**TASK REQUIREMENTS:** Reproduce every one of the following records word for word, with each line, number, and punctuation mark unchanged.

**MATERIAL:**
════════════════
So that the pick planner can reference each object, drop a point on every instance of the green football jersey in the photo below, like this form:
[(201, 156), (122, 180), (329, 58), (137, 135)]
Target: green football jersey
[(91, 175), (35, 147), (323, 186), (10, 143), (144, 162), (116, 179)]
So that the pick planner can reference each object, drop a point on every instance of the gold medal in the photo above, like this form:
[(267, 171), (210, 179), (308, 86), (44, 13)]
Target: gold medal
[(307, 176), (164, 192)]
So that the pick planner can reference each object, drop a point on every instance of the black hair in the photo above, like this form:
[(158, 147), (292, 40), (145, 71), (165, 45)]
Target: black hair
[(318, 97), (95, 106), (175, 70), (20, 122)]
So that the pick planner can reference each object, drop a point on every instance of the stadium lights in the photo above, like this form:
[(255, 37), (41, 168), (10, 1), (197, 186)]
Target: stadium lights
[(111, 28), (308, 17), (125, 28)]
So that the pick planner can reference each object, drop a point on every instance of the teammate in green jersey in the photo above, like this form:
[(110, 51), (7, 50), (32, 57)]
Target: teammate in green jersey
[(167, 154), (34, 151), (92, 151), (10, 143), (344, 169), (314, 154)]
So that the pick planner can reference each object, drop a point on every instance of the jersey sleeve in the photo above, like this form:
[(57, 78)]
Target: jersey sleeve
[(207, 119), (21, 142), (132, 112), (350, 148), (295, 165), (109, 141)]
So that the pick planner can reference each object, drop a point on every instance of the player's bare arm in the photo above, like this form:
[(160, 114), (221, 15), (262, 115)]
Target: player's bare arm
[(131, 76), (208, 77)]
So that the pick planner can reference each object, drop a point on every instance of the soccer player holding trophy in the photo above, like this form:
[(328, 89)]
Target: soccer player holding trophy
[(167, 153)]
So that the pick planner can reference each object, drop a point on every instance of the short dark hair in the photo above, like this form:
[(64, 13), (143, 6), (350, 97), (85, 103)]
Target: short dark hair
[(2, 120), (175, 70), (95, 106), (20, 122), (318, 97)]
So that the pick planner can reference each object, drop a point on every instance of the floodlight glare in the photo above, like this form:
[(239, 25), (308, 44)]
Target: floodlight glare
════════════════
**SOLUTION FOR THIS TASK:**
So that the pick planner can reference each object, drop a point on every instance of the green football jersey in the photo below, like this form:
[(201, 156), (122, 180), (329, 58), (137, 135)]
Target: green football jersey
[(91, 175), (35, 147), (323, 186), (10, 143), (144, 162), (116, 179)]
So that the pick planner can reference each object, drop a point on every instance of the gold medal in the photo above, like this form:
[(267, 171), (210, 179), (308, 86), (44, 13)]
Target: gold medal
[(307, 176), (164, 192)]
So that the pick planner can reference each object, drop a point on every instance of the black hair in the photo above, like this form:
[(158, 147), (292, 40), (145, 71), (165, 45)]
Target: black hair
[(318, 97), (95, 106), (175, 70), (20, 122)]
So that the pick planner can reference each object, drop a point on every instance of the stadium lights in the photo above, like this form:
[(255, 37), (41, 168), (10, 1), (197, 186)]
Target: stadium lights
[(111, 28), (308, 17), (125, 28)]
So that the pick planner can reference each object, drop a point on every instance of the teammate in green jersey in the photo above, like this form:
[(110, 51), (7, 50), (32, 57)]
Target: teammate in green jersey
[(167, 154), (34, 151), (92, 151), (10, 143), (344, 169), (314, 154)]
So that the pick planner can reference each object, drop a point on every instance of the jersey sleeve in the photo above, like this form:
[(57, 78)]
Target: jersey sleeve
[(207, 119), (21, 142), (132, 112), (350, 148), (295, 165), (109, 141)]
So that the pick planner can reference each object, drop a point on every instance of the player's bare arm in the photo above, like this form:
[(160, 114), (221, 15), (262, 115)]
Target: player's bare arm
[(131, 76), (208, 77)]
So that the pick planner can reference each object, drop a point on every instance of the soccer player holding trophy in the photo above, like this form:
[(328, 89)]
Target: soccer player holding trophy
[(167, 153)]
So that the pick planner can reference each object, drop a point on every instance of the short dark hair in the photo above, like this form:
[(64, 13), (143, 6), (350, 97), (85, 103)]
Target: short dark hair
[(2, 120), (175, 70), (95, 106), (20, 122), (318, 97)]
So that the pick planner can reference each object, drop a point on every instance of the floodlight glare in the photo above, like this form:
[(239, 25), (308, 44)]
Target: floodlight glare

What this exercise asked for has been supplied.